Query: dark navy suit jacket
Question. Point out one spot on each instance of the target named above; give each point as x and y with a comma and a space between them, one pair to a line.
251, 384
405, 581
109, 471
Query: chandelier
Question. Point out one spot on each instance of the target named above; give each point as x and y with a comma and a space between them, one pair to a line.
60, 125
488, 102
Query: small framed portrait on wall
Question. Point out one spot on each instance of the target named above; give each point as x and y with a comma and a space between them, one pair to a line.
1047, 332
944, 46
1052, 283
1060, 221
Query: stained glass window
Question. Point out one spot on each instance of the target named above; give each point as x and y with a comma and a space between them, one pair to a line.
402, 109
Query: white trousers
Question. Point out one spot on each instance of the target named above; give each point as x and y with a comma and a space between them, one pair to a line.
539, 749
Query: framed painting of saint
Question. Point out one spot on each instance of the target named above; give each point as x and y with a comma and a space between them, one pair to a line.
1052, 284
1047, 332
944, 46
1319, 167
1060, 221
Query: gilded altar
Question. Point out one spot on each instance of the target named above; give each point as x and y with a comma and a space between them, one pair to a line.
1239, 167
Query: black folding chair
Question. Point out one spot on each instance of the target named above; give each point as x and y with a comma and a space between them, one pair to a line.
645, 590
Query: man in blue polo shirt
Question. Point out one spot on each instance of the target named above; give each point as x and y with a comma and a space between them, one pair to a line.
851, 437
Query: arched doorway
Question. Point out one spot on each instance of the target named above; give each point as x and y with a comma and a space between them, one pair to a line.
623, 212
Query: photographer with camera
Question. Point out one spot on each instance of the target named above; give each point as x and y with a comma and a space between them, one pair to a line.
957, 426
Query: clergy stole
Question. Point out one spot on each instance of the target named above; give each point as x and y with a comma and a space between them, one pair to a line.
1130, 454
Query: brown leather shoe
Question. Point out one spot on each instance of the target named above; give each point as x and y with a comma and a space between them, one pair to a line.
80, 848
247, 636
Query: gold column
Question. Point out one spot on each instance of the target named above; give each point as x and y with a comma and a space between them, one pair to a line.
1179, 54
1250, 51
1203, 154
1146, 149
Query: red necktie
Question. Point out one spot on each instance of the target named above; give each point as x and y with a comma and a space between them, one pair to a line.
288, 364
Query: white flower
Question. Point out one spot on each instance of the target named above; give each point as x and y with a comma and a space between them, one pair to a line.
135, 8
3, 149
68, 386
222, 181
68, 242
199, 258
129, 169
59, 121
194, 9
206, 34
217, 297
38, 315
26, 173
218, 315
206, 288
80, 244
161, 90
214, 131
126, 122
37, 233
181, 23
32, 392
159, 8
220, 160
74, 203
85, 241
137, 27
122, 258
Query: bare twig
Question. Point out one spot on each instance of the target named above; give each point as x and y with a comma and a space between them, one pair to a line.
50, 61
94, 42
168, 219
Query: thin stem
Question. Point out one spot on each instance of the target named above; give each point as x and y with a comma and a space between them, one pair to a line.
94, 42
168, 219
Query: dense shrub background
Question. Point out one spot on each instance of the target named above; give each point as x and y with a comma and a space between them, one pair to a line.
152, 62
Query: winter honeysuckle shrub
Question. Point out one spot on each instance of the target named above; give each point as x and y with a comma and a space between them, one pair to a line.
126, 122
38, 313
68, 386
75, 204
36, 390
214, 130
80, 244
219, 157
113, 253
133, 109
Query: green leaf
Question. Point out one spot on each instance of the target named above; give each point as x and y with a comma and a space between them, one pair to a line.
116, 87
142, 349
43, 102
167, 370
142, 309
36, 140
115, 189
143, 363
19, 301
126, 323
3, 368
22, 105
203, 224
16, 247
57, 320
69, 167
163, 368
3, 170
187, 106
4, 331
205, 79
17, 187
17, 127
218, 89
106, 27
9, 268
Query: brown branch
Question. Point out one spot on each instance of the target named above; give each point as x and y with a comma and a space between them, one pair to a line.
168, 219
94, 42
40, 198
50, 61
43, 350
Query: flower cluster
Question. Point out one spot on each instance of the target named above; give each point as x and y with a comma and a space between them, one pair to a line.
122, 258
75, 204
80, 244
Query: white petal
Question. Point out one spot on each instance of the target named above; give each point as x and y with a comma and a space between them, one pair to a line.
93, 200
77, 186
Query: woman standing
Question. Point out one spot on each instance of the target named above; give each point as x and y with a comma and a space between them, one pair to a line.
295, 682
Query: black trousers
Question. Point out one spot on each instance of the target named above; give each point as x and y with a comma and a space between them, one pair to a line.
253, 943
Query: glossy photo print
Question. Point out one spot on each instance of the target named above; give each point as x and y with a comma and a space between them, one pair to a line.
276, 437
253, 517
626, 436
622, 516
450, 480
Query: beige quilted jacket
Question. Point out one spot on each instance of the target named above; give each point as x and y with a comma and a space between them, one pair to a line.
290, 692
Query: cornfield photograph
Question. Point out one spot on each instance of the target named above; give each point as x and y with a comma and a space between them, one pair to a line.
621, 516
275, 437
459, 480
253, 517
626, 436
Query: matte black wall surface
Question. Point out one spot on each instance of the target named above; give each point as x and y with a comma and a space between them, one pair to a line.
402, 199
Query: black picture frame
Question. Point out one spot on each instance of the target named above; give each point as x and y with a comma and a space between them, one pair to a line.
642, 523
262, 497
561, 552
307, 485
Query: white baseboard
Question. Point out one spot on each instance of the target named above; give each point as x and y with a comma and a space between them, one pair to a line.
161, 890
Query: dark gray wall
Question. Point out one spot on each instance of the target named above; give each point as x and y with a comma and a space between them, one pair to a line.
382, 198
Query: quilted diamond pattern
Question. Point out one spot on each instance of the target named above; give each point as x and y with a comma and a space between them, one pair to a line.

What you will do
Copy the data from the line that has "Query: quilted diamond pattern" through the end of the data, substituting "hexagon" for "diamond" and keeping everything else the same.

Exercise response
Query: quilted hexagon pattern
Question. Point out one spot on each instance of the target named above; give each point as x and y with a comma and a space between them, one pair to a line.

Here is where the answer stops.